*Problem description*
The answer should hold nothing but the lines from the one with "Locate black leggings" through the end of the listing below, each exactly as written.

─── Records to use

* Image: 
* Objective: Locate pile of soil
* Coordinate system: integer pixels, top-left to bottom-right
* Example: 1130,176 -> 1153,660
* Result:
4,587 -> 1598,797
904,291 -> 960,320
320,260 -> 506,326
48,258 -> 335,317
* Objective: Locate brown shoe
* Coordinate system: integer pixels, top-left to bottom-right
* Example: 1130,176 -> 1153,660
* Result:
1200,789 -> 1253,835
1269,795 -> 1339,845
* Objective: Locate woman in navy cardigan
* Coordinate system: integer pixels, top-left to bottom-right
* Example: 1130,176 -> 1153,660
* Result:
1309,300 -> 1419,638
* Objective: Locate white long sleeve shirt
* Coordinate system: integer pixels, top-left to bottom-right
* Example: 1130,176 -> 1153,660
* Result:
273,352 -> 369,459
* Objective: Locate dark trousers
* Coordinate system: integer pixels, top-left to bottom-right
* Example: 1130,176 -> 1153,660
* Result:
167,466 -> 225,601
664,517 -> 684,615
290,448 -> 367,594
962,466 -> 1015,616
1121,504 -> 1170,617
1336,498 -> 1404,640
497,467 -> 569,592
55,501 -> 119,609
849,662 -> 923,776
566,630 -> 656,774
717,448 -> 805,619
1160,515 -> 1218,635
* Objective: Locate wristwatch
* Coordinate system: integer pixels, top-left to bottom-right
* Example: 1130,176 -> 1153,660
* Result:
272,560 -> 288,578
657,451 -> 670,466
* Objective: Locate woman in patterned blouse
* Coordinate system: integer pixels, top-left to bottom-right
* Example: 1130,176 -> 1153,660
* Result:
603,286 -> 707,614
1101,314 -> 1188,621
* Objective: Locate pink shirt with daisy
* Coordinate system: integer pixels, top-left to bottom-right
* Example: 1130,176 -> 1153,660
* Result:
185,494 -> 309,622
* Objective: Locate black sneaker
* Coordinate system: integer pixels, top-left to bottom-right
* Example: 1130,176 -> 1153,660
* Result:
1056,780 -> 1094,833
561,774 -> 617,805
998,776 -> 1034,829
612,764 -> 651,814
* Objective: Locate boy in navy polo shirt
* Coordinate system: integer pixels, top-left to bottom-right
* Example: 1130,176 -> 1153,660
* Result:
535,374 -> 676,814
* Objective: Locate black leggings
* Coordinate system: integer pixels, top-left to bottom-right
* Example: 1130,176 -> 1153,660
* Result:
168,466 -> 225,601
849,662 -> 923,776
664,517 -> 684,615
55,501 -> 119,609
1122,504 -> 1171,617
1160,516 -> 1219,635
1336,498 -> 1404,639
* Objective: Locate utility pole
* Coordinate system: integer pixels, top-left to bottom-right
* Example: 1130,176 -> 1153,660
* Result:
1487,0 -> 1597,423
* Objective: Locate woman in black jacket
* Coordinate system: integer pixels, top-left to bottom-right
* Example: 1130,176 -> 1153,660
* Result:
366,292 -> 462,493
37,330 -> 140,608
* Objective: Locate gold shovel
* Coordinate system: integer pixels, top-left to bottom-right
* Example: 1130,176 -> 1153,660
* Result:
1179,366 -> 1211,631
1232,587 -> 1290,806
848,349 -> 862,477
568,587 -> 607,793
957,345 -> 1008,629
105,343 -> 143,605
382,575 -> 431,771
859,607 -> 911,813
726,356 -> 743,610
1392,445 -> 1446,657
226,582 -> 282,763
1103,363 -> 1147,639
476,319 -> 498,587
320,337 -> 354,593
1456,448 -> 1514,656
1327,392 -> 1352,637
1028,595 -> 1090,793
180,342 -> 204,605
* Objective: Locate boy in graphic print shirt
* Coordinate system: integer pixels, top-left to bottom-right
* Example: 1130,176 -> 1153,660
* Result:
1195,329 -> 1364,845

──────

*Answer to the exercise*
* Objective: Locate black leggings
* Coordinate system: integer pixels, top-left to bottom-right
* Example: 1130,176 -> 1153,660
* Result:
168,466 -> 225,601
849,662 -> 923,776
664,517 -> 684,615
55,501 -> 119,609
1122,504 -> 1171,617
1160,516 -> 1219,635
1336,498 -> 1404,639
* Objective: Locate utility pole
* Coordinate system: integer pixels, top-left to bottom-right
* Example: 1130,176 -> 1153,660
* Result:
1487,0 -> 1597,423
* Objective: Locate woman in black jacket
* Coordinate system: integer pixels, top-left to bottom-right
* Example: 1130,176 -> 1153,660
* Result:
366,292 -> 462,493
37,330 -> 140,608
* Objective: Locate gold shovel
* Coordinate system: integer pixels, top-left to bottom-right
* Example: 1130,176 -> 1153,660
* Result:
1179,366 -> 1211,631
1232,587 -> 1290,806
848,349 -> 862,477
568,587 -> 607,793
957,345 -> 1008,629
105,343 -> 143,605
382,575 -> 431,771
859,607 -> 911,813
726,356 -> 743,610
1392,445 -> 1446,657
226,582 -> 282,763
1103,363 -> 1147,639
476,319 -> 498,587
320,337 -> 354,593
1456,448 -> 1514,656
1327,392 -> 1352,637
1028,595 -> 1090,793
180,342 -> 204,605
* Objective: Locate boy in graphic print shirt
* Coordinate system: integer pixels, top-left to bottom-right
* Example: 1130,176 -> 1153,660
* Result:
1195,329 -> 1364,845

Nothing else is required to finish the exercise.